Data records
- - - - - - -
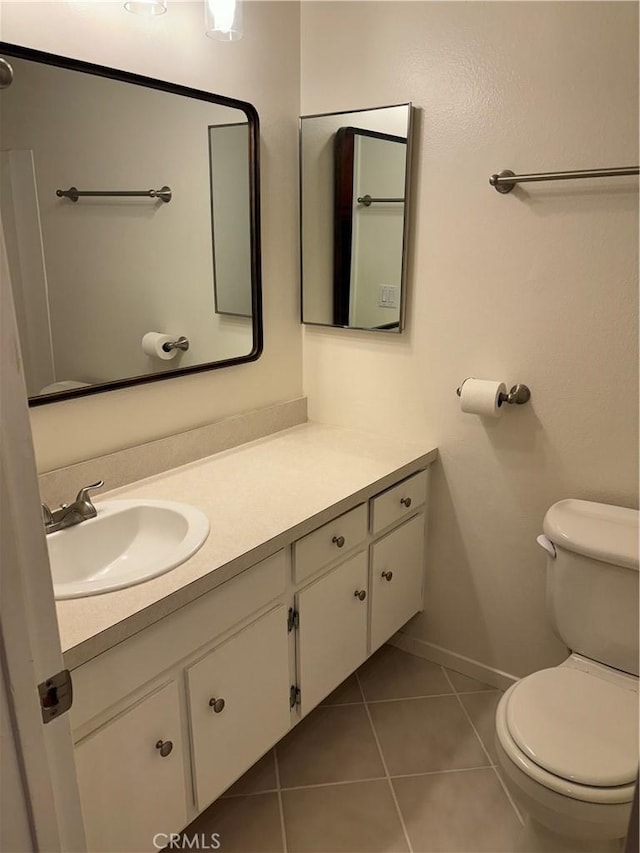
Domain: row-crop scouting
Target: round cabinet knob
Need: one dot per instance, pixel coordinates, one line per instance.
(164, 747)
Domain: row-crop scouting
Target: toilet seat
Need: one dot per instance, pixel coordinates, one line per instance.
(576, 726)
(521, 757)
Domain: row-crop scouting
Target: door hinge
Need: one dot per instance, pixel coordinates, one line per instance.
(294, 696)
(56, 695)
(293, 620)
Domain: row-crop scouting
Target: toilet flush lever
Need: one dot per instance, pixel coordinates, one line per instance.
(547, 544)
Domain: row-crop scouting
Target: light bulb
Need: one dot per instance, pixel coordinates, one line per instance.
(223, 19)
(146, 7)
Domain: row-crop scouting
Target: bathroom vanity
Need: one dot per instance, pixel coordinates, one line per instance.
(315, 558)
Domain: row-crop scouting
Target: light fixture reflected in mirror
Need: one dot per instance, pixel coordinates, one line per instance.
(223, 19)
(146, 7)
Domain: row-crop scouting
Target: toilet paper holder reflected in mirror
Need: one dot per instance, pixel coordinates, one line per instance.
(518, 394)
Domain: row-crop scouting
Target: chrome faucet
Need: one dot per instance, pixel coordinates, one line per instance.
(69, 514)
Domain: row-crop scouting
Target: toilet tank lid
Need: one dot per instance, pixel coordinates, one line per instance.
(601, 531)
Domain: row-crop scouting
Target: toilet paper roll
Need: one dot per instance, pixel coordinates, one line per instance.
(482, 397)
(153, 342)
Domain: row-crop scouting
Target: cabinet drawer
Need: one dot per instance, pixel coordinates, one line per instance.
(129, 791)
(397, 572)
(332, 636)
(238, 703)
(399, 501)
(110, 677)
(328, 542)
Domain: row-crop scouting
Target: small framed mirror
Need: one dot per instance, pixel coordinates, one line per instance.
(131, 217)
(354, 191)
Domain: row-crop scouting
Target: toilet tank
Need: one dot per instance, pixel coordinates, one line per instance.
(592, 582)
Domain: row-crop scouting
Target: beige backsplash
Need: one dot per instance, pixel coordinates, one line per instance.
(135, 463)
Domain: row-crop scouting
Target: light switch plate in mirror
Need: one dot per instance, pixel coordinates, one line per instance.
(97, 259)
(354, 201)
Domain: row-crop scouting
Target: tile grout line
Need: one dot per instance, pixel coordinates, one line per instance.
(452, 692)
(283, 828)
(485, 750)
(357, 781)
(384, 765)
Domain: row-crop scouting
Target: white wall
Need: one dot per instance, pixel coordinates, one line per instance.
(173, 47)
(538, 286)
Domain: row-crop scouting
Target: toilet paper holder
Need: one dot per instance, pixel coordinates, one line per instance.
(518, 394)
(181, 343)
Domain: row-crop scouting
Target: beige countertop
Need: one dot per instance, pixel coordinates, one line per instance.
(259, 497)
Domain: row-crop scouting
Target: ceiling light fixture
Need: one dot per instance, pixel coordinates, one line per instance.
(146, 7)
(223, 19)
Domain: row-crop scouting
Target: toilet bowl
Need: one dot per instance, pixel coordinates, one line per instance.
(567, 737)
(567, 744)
- - - - - - -
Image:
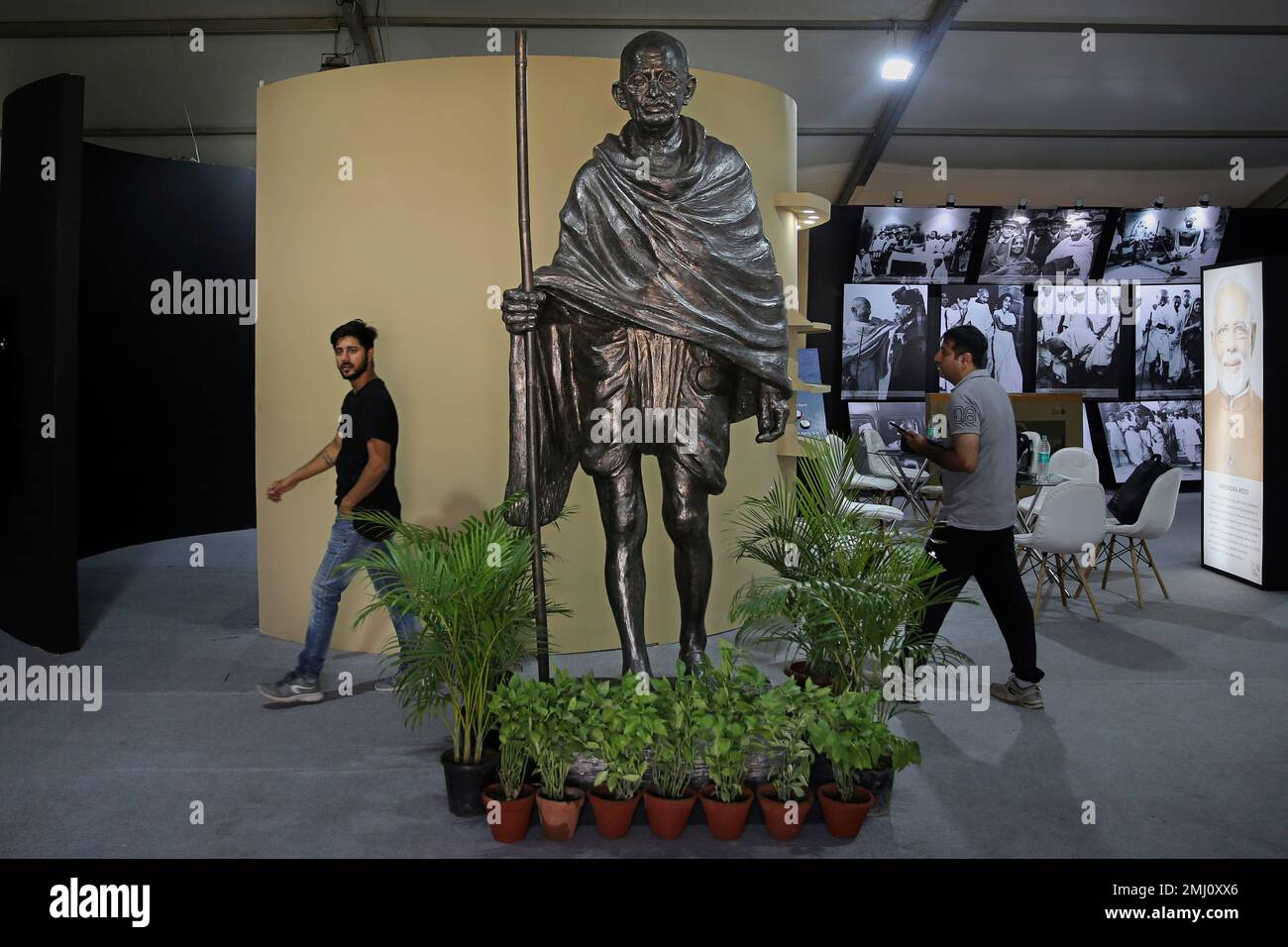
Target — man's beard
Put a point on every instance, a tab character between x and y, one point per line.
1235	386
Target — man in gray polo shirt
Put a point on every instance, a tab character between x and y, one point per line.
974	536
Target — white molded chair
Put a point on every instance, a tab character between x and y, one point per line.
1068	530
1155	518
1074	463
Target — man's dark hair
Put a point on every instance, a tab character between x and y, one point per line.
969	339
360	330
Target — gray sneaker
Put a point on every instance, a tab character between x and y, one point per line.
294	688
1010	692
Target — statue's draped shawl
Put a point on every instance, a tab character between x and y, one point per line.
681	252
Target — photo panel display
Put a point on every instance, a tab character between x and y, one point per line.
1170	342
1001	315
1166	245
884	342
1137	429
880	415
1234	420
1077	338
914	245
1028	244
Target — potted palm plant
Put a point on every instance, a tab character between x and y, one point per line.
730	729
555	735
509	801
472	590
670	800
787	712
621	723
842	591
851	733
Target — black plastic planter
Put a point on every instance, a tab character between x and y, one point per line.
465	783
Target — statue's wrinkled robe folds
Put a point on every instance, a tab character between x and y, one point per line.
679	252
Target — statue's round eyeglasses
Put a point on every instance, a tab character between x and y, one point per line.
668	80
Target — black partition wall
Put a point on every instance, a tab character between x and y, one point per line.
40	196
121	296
- - - - - - -
Check every line above for the string "wall", and copy the ones that have it.

Target: white wall
Target — black partition wall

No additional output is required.